#### Work instructions:
• 1. From the passage on international law, print the text exactly: begin at the words "However, for the" and stop after the words "an imperial crime.".
• 2. Answer these questions using the passage on international law:
(a) Who interviewed President Obama about the killing of Osama bin Laden?
(b) Which two people does the passage call murderers who would also be tried?
(c) What does the passage call the proper christening of an American president?

#### Selected passage:
* * * * * * *
Thus President Obama admitted in an interview to 60 Minutes’ Steve Kroft on the assassination of Osama bin Laden that the only concern of violating international law is whether the victim is a noble, or not.
 
The idea that Lady Justice is blind has never really been taken serious. We know that if she were and all were held accountable that most of our political leaders, past and present, would be turned over to stand trial for a laundry list of international crimes. It wouldn't just be Slobodan Miloševic, Saddam Hussein and Moammar Gaddafi. Murderers like Paul Kagame and Ariel Sharon would also be tried and likely convicted for their crimes.

No, Lady Justice peeks under her blindfold and quite frequently. Even at the Nuremberg Trials it was standard practice that what defined a crime was whether or not the Allies did it. If the Allies could be shown to have committed the same crime as the Nazi defendant, then it was no longer a crime and the charges were dropped. As was the case for Admiral Gernetz who saw his charges dropped after US Admiral Nietz admitted to doing the same thing.

While the US does have a supermacy clause to its own constitution that says "all treaties made, or which shall be made, under the authority of the United States, shall be the supreme law of the land," or that the US does not have jurisdiction in Pakistan, or that technically it is an act of aggression to conduct a military operation in a sovereign country without either their approval or that of the United Nations Security Councils authorization, or that assassinating an unarmed and detained person is a no-no, it's no matter. For the nobility, law is only of concern if they are victimized. If the noble are the victimizer then it does not apply.
 
However, for the US, acts of aggression come and go like seasons. There is not a post-World War Two president who has not signed off on one. The proper christening of an American president is to bomb some distant country on the flimsiest and most hypocritical of pretexts. Like gangsters who have to prove their credibility with some criminal act, so too must an American president prove his street cred with an imperial crime.
* * * * * * *
A run of records
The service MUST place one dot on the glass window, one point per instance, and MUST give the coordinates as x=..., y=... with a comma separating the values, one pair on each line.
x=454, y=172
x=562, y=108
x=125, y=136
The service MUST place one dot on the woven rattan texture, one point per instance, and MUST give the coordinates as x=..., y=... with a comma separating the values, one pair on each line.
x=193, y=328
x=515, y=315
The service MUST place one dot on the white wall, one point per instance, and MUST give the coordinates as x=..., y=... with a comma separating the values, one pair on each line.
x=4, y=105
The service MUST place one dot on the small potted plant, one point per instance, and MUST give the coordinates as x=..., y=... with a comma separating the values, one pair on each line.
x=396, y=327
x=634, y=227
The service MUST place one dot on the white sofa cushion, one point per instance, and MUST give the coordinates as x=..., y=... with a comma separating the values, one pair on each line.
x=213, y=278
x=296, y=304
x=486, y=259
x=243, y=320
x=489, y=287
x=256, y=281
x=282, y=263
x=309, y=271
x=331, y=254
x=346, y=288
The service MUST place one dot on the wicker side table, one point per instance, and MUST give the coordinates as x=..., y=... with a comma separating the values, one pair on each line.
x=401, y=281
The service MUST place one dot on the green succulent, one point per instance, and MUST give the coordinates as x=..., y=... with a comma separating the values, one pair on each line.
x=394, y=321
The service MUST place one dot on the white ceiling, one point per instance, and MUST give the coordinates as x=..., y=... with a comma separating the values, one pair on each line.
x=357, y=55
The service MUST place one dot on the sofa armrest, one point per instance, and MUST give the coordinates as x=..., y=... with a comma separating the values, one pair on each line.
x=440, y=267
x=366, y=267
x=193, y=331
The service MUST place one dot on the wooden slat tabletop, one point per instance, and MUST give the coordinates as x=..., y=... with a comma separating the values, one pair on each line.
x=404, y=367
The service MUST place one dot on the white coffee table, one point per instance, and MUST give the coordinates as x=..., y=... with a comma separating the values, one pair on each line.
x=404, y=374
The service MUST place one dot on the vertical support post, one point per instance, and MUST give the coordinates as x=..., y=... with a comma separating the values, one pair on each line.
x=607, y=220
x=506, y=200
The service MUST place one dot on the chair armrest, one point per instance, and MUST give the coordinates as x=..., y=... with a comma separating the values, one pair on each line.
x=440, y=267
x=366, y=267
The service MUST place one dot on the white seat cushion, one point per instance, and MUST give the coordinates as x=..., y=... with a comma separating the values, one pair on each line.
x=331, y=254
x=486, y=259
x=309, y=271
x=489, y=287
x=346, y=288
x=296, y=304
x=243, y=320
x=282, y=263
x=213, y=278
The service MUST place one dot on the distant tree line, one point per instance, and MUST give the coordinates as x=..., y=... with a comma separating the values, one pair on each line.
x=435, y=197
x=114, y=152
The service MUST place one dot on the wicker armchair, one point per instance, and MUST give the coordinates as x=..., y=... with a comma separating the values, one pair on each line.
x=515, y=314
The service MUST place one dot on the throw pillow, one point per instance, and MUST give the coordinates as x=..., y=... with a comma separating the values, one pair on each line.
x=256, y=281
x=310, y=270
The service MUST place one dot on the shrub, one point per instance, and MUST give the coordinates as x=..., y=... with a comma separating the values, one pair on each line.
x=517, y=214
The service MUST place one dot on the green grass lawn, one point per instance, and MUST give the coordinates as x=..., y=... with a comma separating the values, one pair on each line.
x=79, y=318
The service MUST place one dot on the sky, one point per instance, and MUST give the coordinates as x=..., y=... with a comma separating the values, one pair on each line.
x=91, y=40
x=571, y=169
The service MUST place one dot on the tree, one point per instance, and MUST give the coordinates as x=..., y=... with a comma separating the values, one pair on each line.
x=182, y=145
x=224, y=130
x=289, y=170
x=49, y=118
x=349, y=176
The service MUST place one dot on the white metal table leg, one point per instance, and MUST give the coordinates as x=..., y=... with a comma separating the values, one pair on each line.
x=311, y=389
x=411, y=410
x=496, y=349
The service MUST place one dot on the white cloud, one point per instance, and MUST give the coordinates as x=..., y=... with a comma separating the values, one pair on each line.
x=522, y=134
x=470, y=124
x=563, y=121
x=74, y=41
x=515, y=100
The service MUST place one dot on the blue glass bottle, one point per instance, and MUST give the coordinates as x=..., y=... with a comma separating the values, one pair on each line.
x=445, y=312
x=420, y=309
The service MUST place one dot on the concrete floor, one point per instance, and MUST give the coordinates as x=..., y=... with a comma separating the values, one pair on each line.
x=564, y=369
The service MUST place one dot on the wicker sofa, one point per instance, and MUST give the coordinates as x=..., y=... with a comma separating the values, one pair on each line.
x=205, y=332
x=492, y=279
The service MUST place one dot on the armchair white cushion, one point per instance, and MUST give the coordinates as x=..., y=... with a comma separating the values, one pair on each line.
* * * * * * *
#### Solutions per task:
• 1.
However, for the US, acts of aggression come and go like seasons. There is not a post-World War Two president who has not signed off on one. The proper christening of an American president is to bomb some distant country on the flimsiest and most hypocritical of pretexts. Like gangsters who have to prove their credibility with some criminal act, so too must an American president prove his street cred with an imperial crime.

• 2.
(a) Steve Kroft of 60 Minutes
(b) Paul Kagame and Ariel Sharon
(c) Bombing some distant country on the flimsiest and most hypocritical of pretexts